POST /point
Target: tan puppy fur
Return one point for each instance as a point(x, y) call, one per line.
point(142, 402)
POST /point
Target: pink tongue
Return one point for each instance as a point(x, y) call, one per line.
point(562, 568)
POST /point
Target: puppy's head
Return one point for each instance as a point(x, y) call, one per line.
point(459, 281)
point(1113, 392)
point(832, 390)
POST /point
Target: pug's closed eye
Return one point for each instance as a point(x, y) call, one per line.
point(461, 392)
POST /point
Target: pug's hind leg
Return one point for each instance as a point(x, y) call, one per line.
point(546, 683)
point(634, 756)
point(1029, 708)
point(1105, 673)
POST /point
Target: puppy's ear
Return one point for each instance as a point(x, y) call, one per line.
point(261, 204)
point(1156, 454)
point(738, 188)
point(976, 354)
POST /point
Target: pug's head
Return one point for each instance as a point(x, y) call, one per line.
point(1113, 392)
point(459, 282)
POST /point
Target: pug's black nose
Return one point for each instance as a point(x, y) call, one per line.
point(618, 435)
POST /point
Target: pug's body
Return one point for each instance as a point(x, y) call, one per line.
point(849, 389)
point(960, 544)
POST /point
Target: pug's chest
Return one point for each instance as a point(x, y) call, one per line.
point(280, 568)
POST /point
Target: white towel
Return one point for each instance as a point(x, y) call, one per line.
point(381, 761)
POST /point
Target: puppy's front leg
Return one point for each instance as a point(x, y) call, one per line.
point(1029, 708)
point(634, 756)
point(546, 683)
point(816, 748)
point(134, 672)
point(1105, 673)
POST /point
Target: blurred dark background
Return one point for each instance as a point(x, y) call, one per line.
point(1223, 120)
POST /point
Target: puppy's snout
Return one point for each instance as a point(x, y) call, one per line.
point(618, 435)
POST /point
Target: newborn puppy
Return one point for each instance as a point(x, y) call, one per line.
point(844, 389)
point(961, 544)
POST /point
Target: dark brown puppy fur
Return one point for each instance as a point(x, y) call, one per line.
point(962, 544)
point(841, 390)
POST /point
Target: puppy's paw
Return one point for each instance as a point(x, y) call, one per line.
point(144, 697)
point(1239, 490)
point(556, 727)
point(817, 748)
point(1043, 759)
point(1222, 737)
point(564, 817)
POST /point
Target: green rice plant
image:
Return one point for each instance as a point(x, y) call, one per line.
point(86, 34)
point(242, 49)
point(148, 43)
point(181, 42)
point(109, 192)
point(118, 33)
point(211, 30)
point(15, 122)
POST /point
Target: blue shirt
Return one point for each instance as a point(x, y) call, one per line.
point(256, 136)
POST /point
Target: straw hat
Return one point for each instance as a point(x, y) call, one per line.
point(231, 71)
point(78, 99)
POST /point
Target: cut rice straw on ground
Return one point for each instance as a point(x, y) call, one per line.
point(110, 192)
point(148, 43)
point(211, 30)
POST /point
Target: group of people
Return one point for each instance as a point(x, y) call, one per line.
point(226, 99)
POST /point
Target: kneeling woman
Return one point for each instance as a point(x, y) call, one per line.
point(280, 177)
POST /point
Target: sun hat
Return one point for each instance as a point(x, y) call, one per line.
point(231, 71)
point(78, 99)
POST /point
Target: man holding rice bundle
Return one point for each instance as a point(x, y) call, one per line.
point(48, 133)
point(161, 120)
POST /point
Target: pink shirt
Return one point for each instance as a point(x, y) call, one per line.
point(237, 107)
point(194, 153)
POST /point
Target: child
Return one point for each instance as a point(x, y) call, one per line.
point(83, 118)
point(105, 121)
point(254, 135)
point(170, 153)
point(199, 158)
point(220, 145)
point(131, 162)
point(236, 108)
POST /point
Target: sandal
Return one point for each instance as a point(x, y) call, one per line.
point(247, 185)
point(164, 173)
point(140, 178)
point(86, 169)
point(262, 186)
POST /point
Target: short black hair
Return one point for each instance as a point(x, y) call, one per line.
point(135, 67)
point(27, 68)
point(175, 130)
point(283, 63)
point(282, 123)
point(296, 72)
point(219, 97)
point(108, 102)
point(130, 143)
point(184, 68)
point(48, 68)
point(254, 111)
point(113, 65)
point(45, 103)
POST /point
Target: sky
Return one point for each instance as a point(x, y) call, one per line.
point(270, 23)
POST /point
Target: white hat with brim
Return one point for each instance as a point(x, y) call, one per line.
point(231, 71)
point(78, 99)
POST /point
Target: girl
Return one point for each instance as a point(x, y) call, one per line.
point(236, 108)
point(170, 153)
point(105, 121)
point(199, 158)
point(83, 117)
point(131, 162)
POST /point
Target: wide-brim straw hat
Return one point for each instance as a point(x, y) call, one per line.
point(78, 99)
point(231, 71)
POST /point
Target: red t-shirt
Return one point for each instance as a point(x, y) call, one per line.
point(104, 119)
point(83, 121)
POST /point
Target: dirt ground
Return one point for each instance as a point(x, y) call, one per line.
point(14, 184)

- _PROBLEM DESCRIPTION_: Gather each line from the listing above in which the word "rice" appears.

- _EXERCISE RESPONSE_:
Target: green rice plant
Target: cut rice straw on ground
Target: man holding rice bundle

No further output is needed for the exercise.